◆ **SCHRIFTLICHE AUFGABE 1**
Schreib alle folgenden Datensätze zur Position von Objekten Zeile für Zeile unverändert nieder.

Wo so viele unterschiedliche Kräfte aufeinander treffen, entsteht Energie. Genau das macht New York so elektrisierend und gleichzeitig so anstrengend. Der Moment, in dem New York ein Ort der ausgeglichenen Harmonie geworden ist, wird das Ende von New York sein. Die Essenz dieser Stadt ist das Leben im Extrem, die permanente Hatz zum nächsten Höhepunkt, bei gleichzeitiger Angst vor dem drohenden Abstieg in einer Stadt, die keinen Platz hat für Versager. Ist es das, was jedes Jahr Millionen Verrückte und Träumer auf die glitzernde Insel zieht? Die Gier nach dem Leben in seiner schlaflosesten, berauschendsten Form?

◆ **SCHRIFTLICHE AUFGABE 2**
Entnimm den Text über New York vollständig und ohne jede Änderung.

[Datensatzzeilen dazu, wo Objekte vorkommen]
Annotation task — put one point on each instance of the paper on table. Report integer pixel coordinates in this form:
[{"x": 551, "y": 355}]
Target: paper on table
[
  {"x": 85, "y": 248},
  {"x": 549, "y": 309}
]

◆ **LÖSUNG 1**
Annotation task — put one point on each instance of the paper on table. Report integer pixel coordinates in this form:
[{"x": 551, "y": 355}]
Target: paper on table
[
  {"x": 85, "y": 248},
  {"x": 549, "y": 309}
]

◆ **LÖSUNG 2**
Wo so viele unterschiedliche Kräfte aufeinander treffen, entsteht Energie. Genau das macht New York so elektrisierend und gleichzeitig so anstrengend. Der Moment, in dem New York ein Ort der ausgeglichenen Harmonie geworden ist, wird das Ende von New York sein. Die Essenz dieser Stadt ist das Leben im Extrem, die permanente Hatz zum nächsten Höhepunkt, bei gleichzeitiger Angst vor dem drohenden Abstieg in einer Stadt, die keinen Platz hat für Versager. Ist es das, was jedes Jahr Millionen Verrückte und Träumer auf die glitzernde Insel zieht? Die Gier nach dem Leben in seiner schlaflosesten, berauschendsten Form?